- Consigne 1 -
Traduisez en anglais cette phrase de la critique de romans québécois : « Ce n’est pas tout de détenir une bonne histoire. »

- Texte à lire -
++++++++
Peu de romans québécois m’ont tenté ces derniers temps. Parmi les cinq lus dans les mois passés, trois valent la peine que je me triture les méninges pour t’en parler. Qui plus est, il s’agit de premiers romans.

Décembre 1976, Montréal. Un nouveau-né déboule les marches d’un bloc d’appartements, rue Poupart. C’est Francis. Ce même Francis qui grandira et déballera sa vie poquée. Une vie faite de broches et de foin.

Francis Ouellette redonne vie au Faubourg à m’lasse, ce quartier ouvrier de Montréal aujourd’hui rayé de la carte. Il fait naître des personnages bigarrés, à la couenne dure. Plus que l’histoire, plus que les personnages, c’est la musique des mots qui m’a séduite; des mots remplis de brillance, des phrases à l’oralité criante. Il y a du dur entre ces pages: de l’abus, de l’intimidation, un suicide, de la grosse misère. Mais il y a du doux, aussi. Plein, même. Des élans de générosité, de la tendresse et de la cocasserie. Je suis tombée en amour avec Josette, Éric, Lil’ Mike, Ti-Crisse et Raymonde, reine de berce-o-thon. Je me serais laissé fredonner ces mots encore longtemps. Ce n’est pas tout de détenir une bonne histoire. Encore faut-il trouver la forme et les mots pour la raconter. Avec ce roman, son premier, Francis Ouellette a très bien trouvé.

C’est la fin de l’été 1979, et, comme toujours dans le Faubourg, tout le peuple est dehors. Les vieux sont installés sur leur chaise de pique-nique à fumer des rouleuses, les familles sur leur balcon écoutent le baseball à radio, les enfants jouent à la tag dans la ruelle de garnotte, les chiens barbettes d’en face jappent, comme toujours. Il y a le voisin d’en bas qui est encore en train de réparer son char, comme à tous les soirs. La vieille Carolane qui chiale après ses jumeaux de vingt ans, Carol et Caroline, comme à tous les soirs. Les Blanchette qui se chamaillent avec les Boudreault. Une partie de revanche, sur le mur de briques où on peut lire ce graffiti: «Demande de la joie et de la repentance tous les matins». Frigo qui passe dans la ruelle en chantant du Paolo Noël, son chapeau de capitaine de bateau vissé sur la tête. Mais pas de Chantale Choquette. C’était ça, mon bloc. Il était immense et je n’en ferais jamais complètement le tour et n’en sortirais jamais.

Mélasse de fantaisie, Francis Ouellette, La mèche, 2022, 216 p.

Rating: 4 out of 5.

La famille Dawson fuit la dictature de Pinochet. Elle se retrouve à Montréal, dans un Ramada de la rue Sherbrooke, une fin décembre. La petite Caroline, sept ans, tente de trouver ses repères. Le manque de sous, les jobs de misère, les heures de travail interminables, l’humiliation, l’orgueil ravalé, le racisme, l’incompréhension, l’apprentissage du français, les drôles de coutumes québécoises… Le parcours de l’immigrant ressemble plus à un terrain miné qu’à un anneau de glace bien lisse. Comment devient-on une immigrante modèle et parvient-on à se fondre dans le moule?
++++++++
- Consigne 2 -
Indiquez combien de lignes des entrées ci-dessous contiennent la chaîne « prohibition », en respectant la casse. Répondez seulement par le nombre.

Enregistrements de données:
++++++++
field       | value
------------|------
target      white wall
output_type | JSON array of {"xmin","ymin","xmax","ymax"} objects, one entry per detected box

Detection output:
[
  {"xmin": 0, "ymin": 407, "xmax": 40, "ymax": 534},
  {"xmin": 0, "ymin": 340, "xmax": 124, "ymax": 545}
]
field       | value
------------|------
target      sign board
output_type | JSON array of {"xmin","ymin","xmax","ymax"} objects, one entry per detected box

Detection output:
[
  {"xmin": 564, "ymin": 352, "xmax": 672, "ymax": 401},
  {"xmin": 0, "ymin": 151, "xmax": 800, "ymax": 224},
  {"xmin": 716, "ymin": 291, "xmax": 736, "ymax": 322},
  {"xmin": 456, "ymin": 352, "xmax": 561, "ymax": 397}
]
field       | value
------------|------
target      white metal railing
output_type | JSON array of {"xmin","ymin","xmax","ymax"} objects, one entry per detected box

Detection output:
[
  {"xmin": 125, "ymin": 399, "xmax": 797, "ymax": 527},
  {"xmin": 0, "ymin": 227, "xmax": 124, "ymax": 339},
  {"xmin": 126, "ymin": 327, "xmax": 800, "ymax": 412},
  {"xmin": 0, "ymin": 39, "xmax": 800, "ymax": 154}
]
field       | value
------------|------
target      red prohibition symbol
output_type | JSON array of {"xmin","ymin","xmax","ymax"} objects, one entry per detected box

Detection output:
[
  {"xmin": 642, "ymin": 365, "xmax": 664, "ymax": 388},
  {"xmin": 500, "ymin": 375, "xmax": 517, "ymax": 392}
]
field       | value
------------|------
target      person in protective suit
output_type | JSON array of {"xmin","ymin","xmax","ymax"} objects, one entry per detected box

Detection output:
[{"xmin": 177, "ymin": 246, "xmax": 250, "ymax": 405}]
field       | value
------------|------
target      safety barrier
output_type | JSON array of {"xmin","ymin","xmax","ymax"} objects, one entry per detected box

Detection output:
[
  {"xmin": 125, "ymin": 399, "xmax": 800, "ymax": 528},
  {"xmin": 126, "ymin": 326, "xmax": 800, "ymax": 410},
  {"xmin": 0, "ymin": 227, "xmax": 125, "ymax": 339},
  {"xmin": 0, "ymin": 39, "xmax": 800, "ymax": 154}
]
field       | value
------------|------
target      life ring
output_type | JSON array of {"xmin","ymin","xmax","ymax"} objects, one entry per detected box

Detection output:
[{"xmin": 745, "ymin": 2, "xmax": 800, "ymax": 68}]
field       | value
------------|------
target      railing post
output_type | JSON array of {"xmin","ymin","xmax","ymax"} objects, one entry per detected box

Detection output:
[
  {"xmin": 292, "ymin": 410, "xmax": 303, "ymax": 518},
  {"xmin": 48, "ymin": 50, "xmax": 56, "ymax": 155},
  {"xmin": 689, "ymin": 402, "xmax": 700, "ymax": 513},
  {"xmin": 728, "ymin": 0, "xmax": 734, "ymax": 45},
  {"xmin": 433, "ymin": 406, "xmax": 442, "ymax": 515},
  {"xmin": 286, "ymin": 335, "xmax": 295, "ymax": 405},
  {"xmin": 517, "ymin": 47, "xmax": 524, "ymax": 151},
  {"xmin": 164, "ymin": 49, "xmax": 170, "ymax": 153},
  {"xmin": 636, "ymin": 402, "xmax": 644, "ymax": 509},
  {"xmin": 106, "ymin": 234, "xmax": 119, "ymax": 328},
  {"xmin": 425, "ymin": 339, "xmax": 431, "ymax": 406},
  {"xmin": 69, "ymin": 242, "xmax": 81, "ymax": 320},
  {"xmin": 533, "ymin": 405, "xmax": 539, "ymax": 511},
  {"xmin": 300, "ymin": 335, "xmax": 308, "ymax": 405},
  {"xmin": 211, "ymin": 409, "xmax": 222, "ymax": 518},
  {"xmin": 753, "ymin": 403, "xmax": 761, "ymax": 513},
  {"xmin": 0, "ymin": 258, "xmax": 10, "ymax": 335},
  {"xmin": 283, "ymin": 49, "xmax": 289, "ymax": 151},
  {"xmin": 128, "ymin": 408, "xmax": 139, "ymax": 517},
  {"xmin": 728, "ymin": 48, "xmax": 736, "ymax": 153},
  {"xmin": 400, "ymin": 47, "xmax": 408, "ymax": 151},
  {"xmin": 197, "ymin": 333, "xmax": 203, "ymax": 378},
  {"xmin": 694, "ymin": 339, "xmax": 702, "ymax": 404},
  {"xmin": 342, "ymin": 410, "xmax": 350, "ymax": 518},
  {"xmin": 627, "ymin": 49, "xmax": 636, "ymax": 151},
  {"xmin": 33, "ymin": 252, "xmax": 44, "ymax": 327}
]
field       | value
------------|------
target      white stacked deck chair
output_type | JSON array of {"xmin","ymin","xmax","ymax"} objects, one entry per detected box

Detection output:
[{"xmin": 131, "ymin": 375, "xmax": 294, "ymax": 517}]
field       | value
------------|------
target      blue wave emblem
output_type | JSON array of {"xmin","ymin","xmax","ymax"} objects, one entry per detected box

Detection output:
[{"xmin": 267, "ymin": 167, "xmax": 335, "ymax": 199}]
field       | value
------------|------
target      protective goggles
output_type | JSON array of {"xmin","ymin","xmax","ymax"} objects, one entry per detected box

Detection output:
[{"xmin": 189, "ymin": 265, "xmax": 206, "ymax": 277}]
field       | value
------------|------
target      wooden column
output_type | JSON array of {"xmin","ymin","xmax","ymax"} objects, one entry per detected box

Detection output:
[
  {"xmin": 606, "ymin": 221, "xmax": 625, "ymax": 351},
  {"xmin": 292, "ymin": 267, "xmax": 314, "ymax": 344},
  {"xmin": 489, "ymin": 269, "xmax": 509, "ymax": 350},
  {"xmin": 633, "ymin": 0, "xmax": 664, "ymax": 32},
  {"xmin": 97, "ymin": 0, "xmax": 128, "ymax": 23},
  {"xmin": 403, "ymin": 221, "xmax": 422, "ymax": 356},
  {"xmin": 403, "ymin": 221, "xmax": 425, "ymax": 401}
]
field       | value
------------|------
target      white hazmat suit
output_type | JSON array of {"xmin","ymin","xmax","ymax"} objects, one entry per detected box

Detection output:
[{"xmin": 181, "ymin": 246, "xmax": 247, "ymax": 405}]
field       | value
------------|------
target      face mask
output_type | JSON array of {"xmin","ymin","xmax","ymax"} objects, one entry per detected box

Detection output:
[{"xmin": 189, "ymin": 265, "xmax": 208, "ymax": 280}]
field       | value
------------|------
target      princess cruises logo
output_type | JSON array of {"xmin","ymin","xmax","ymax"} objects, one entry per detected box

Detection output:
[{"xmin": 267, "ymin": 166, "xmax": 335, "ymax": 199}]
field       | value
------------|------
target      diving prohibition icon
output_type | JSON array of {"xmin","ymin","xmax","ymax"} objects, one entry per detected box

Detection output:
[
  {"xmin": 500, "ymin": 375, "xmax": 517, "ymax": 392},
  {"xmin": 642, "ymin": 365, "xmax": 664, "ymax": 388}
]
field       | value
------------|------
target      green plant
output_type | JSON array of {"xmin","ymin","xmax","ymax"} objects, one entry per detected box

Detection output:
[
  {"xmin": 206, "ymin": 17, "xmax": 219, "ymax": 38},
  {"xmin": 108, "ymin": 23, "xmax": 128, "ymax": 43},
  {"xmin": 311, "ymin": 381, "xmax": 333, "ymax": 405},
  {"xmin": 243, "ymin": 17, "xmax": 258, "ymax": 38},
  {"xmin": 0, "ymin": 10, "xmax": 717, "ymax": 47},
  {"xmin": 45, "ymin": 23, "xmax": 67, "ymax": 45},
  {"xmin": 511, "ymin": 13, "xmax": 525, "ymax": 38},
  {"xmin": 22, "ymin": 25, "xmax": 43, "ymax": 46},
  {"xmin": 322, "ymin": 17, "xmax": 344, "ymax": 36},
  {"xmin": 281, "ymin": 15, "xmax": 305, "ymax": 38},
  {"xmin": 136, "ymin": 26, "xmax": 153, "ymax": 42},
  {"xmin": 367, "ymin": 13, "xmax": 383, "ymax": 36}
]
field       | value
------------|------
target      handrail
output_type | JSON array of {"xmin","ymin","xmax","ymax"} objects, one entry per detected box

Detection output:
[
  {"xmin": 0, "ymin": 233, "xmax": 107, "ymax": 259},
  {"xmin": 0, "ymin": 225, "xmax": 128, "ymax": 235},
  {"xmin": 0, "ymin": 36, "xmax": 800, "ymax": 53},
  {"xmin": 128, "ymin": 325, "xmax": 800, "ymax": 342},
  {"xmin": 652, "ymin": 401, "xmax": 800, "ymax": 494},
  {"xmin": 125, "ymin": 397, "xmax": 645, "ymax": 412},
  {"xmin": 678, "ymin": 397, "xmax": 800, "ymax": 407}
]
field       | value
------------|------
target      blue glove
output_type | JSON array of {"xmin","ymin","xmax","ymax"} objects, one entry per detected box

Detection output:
++++++++
- Réponse attendue 1 -
Having a good story isn't everything.

- Réponse attendue 2 -
2